▶ Task goal
Would you transcribe the listing that follows, character for character, and omit its images?

— start Supplied records —

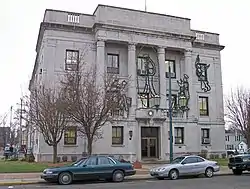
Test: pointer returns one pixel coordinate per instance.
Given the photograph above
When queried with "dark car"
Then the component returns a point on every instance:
(90, 168)
(239, 163)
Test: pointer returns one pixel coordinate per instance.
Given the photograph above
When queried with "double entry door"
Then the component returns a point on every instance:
(149, 147)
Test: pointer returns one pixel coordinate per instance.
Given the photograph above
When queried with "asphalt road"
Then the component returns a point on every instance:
(220, 182)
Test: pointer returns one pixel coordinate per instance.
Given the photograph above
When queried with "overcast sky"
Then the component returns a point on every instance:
(20, 20)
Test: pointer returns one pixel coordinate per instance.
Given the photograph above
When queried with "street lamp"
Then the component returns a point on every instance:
(182, 102)
(157, 99)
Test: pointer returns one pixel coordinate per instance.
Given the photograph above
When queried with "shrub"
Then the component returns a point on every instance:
(13, 159)
(30, 158)
(65, 158)
(73, 158)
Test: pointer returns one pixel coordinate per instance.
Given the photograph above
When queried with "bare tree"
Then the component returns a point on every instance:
(47, 114)
(238, 111)
(91, 102)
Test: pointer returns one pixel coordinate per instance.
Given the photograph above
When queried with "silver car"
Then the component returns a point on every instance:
(185, 166)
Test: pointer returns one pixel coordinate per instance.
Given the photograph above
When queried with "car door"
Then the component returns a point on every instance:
(85, 170)
(188, 166)
(200, 166)
(104, 167)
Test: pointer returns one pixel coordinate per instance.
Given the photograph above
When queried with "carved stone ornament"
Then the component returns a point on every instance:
(201, 72)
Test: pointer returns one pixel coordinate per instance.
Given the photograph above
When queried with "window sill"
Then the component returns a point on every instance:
(117, 145)
(206, 144)
(70, 145)
(180, 145)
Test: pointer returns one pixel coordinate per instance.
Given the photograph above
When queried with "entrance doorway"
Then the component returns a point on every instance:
(149, 142)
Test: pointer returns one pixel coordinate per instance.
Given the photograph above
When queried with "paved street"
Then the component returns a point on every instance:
(222, 182)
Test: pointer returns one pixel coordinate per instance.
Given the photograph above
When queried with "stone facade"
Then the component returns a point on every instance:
(130, 34)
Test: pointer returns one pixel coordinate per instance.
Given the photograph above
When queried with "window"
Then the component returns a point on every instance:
(174, 101)
(203, 69)
(141, 65)
(104, 161)
(113, 63)
(230, 147)
(237, 138)
(72, 60)
(179, 135)
(70, 136)
(74, 18)
(203, 104)
(199, 36)
(205, 136)
(170, 63)
(117, 135)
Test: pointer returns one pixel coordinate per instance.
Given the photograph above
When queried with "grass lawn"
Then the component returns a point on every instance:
(25, 167)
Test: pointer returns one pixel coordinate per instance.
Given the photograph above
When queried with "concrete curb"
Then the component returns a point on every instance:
(146, 177)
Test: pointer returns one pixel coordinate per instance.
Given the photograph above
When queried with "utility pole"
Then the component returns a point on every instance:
(170, 116)
(20, 131)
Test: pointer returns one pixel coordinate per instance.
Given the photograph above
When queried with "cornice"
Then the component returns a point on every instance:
(208, 46)
(148, 32)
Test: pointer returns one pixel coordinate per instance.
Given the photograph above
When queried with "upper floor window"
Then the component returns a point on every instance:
(173, 101)
(203, 104)
(73, 18)
(203, 76)
(170, 63)
(72, 60)
(237, 138)
(70, 136)
(113, 63)
(117, 135)
(205, 136)
(179, 135)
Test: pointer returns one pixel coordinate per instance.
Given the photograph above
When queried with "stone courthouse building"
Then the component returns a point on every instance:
(142, 46)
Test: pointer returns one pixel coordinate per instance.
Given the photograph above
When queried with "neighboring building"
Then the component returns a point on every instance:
(235, 140)
(139, 45)
(4, 136)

— end Supplied records —

▶ Solution to this exercise
Test: pointer returns one pixel coordinate per instance.
Given the photograph above
When queried with "dark car"
Then the component returns a point on every instance:
(90, 168)
(239, 163)
Test: pointer returns one pixel coordinate per instance.
Given the photograph above
When queried with "double entry door"
Then the component returns a point on every instance:
(149, 147)
Test: pointer returns one pixel coordinate per instance.
Given the photograph above
When queried with "asphalt road"
Then the component returns a point on every instance:
(220, 182)
Test: pointer returns one pixel coordinate per instance.
Given the photograph above
When queried with "overcast sky"
Then the component returns a point on every instance:
(20, 20)
Test: pointer returns one pixel coordinate per instance.
Given the photograph above
When queried with "street lamp"
Then the component returns a point on every instance:
(182, 102)
(157, 99)
Test: pointer returns one pixel coordinate per instance.
Given the photograph above
When queried with "shrub"
Then the component returns a point on every instance:
(13, 159)
(30, 158)
(65, 158)
(73, 158)
Test: pointer returns one pixel coordinate per instance.
Given the photograph above
When queried with "bare tree"
Then the component returns a point on every instance:
(47, 114)
(238, 111)
(91, 102)
Test: pointer returns one pixel coordinate per instance.
Given the photograph above
When queried with "silver car"
Then the component returns a point on every instance:
(185, 166)
Test: pointer returns one pixel coordinate per instance.
Given the photograph above
When queried with "car door"
Then the component returns a point on every instance:
(85, 170)
(188, 166)
(200, 166)
(104, 167)
Test: pointer returns one pixel coordinate per instance.
Given the photograph above
When queried with "carved stone ornament"
Then the component returns a point on every instance:
(201, 72)
Test: pointer returns one pixel coordinate per instance.
Given the photograph above
When queried with "window sill"
Then the component returns a point on every instance:
(117, 145)
(206, 144)
(70, 145)
(180, 145)
Test: pointer returns one pixel coordinate per instance.
Given the photograph above
When queried with "entrance doorway"
Then the component returns a point on every instance:
(149, 142)
Test: pointer returns one pixel coordinate per instance.
Given the photograph above
When queried with "paved street"
Then the component returns a point on every instance:
(222, 182)
Test: pointer returns one pixel coordinate per instance.
Given the photograph above
When queried with "stone facade"
Then the component returns a point on every instance:
(130, 34)
Test: pointer returns one pixel coordinate per instance.
Given the photograph above
When queried with "window"
Then the component returns a point on every instance:
(174, 101)
(203, 69)
(141, 65)
(104, 161)
(113, 63)
(230, 147)
(237, 138)
(72, 60)
(179, 135)
(70, 136)
(74, 18)
(203, 104)
(199, 36)
(205, 136)
(170, 63)
(117, 135)
Test: pointer returns one pixel coordinate per instance.
Given the photograph above
When queried with "grass lawn"
Then the component returns a point on every instance:
(25, 167)
Test: pointer returns one pixel coordinate per instance.
Given the photograph above
When queried with "concrete curb"
Then the component returns a point on every instance:
(146, 177)
Test: pointer returns one pixel coordinate per instance.
Given the photograph above
When queried with "utility pole"
Then the component returns a point on every instance:
(170, 116)
(20, 131)
Test: pointer returns one pixel coordinate per instance.
Given the photograph above
When queried with "cornice"
Then the component returns a point on every instance:
(208, 46)
(148, 32)
Test: pointer returns one pixel coordinate per instance.
Given the photograph above
When queried with "upper floor window"
Then the component returns a point on every instance:
(173, 101)
(203, 104)
(73, 18)
(203, 76)
(170, 63)
(72, 60)
(237, 138)
(70, 136)
(113, 63)
(117, 135)
(205, 136)
(179, 135)
Test: pointer returns one pixel coordinate per instance.
Given the photograph above
When queried with "stone courthouse building"
Then the component returns a point on every instance:
(142, 46)
Test: pointer returns one pixel coordinate per instance.
Given the photograph above
When queried with "neighboring building"
Then the component returns a point on every instance:
(235, 140)
(139, 45)
(4, 136)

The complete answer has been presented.